◆ Vorliegender Text:
━━━━━━━━━━━━━━━━━━━━━━━━━━━━━━
Die spanischen Zwillinge Gedeón und Isaías Guardiola spielen bei den Löwen – und sind der Stolz ihrer Geburtsstadt

MANNHEIM. Die katholische Kirche Sankt Bartolomeu ist die größte Sehenswürdigkeit im spanischen Petrer, der 42 000-Einwohner-Stadt 40 Kilometer nordwestlich von Alicante. Doch seit diesem Sommer gibt es eine weitere Attraktion. Die örtliche Sporthalle trägt seit wenigen Wochen den Namen Gedeón und Isaías Guardiola. Die Zwillinge in Diensten des Handball-Bundesligisten Rhein-Neckar Löwen sind momentan die prominentesten Söhne der Stadt, entsprechend werden sie jedes Mal gefeiert, wenn sie nach Hause kommen. Erst recht, nachdem sie im Mai mit den Löwen den EHF-Pokal gewannen und Gedeón dazu im Januar Weltmeister wurde.
━━━━━━━━━━━━━━━━━━━━━━━━━━━━━━
◆ Ziel der Aufgabe:
Beantworten Sie bitte anhand des Textes über die Guardiola-Zwillinge diese Fragen:
1. Wie weit und in welcher Richtung liegt Petrer von Alicante entfernt?
2. Welchen Namen trägt die örtliche Sporthalle seit wenigen Wochen?
3. Welchen Titel gewannen die Zwillinge im Mai mit den Löwen?
Stützen Sie sich allein auf den Text über die Guardiola-Zwillinge.
━━━━━━━━━━━━━━━━━━━━━━━━━━━━━━
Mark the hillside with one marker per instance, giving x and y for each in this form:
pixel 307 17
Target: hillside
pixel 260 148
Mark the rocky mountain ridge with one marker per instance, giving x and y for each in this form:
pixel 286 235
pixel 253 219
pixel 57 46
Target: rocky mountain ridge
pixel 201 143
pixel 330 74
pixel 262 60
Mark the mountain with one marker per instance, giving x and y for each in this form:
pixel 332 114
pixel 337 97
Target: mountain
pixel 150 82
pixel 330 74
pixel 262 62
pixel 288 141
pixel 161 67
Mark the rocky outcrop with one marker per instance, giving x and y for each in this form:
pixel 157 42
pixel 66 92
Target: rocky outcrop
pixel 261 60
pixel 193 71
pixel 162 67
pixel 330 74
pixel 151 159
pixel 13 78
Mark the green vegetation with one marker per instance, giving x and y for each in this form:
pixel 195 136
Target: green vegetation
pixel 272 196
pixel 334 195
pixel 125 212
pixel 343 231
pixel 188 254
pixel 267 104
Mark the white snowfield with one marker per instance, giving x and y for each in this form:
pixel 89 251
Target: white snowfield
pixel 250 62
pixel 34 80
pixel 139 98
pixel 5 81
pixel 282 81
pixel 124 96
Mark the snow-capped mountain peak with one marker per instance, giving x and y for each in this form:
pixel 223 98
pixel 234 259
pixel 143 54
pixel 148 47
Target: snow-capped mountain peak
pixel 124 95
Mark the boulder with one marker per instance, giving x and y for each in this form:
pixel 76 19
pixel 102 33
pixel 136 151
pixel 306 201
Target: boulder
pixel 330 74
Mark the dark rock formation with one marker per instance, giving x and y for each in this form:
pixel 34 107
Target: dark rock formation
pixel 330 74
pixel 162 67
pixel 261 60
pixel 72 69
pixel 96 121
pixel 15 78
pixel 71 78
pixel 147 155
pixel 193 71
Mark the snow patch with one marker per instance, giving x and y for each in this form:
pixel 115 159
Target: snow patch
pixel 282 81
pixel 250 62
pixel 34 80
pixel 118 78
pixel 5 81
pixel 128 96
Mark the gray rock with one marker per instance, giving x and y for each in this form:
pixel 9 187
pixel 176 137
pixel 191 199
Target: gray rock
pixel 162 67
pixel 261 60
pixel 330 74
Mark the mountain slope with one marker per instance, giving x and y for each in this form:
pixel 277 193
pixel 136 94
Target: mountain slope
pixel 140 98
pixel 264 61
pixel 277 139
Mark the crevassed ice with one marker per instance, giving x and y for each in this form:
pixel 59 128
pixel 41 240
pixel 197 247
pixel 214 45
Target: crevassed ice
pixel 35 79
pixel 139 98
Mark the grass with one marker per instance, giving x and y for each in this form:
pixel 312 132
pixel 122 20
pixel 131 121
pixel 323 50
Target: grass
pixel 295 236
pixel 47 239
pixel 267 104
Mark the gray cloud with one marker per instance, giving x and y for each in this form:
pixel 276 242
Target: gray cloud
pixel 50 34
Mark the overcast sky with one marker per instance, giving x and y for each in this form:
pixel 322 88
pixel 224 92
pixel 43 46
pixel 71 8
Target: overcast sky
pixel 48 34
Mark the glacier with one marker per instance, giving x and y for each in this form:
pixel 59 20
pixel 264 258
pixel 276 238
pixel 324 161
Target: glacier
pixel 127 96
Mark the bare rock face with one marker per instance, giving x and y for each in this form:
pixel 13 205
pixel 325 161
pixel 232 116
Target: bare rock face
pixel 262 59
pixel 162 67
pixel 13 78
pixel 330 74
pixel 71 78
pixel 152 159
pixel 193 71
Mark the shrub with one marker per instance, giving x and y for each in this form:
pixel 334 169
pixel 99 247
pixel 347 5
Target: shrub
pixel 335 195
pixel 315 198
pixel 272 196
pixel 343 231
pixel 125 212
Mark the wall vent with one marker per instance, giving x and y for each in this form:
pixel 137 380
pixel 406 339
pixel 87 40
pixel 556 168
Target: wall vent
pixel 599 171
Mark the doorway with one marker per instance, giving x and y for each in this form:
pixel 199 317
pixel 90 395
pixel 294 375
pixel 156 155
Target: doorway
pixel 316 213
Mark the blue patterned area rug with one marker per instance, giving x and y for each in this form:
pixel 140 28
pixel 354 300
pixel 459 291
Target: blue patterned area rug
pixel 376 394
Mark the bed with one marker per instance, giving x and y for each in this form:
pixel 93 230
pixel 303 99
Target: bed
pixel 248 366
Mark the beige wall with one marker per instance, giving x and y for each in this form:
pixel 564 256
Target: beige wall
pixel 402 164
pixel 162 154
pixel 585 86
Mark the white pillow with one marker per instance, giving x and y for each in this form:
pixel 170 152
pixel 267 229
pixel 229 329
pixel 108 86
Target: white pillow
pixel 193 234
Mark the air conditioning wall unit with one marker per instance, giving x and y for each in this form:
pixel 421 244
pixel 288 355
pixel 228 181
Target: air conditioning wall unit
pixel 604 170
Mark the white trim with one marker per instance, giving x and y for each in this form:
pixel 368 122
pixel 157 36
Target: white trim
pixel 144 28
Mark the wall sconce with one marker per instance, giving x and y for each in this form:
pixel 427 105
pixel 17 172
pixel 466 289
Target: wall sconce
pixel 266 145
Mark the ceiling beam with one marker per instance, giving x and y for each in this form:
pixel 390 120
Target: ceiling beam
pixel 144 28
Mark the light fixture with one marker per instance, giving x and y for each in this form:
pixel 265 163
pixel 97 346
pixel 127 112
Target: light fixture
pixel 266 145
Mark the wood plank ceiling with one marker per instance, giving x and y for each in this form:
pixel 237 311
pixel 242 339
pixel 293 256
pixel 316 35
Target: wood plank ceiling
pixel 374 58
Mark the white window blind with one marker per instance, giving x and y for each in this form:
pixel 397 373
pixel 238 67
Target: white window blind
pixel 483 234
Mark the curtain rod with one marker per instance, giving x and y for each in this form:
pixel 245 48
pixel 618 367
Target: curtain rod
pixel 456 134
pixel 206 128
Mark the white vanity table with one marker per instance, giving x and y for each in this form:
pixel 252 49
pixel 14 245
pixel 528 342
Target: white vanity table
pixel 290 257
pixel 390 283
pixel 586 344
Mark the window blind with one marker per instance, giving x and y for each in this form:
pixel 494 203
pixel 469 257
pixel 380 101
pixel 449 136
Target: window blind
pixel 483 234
━━━━━━━━━━━━━━━━━━━━━━━━━━━━━━
◆ Ergebnis der Aufgabe:
1. 40 Kilometer nordwestlich von Alicante.
2. Gedeón und Isaías Guardiola.
3. Den EHF-Pokal.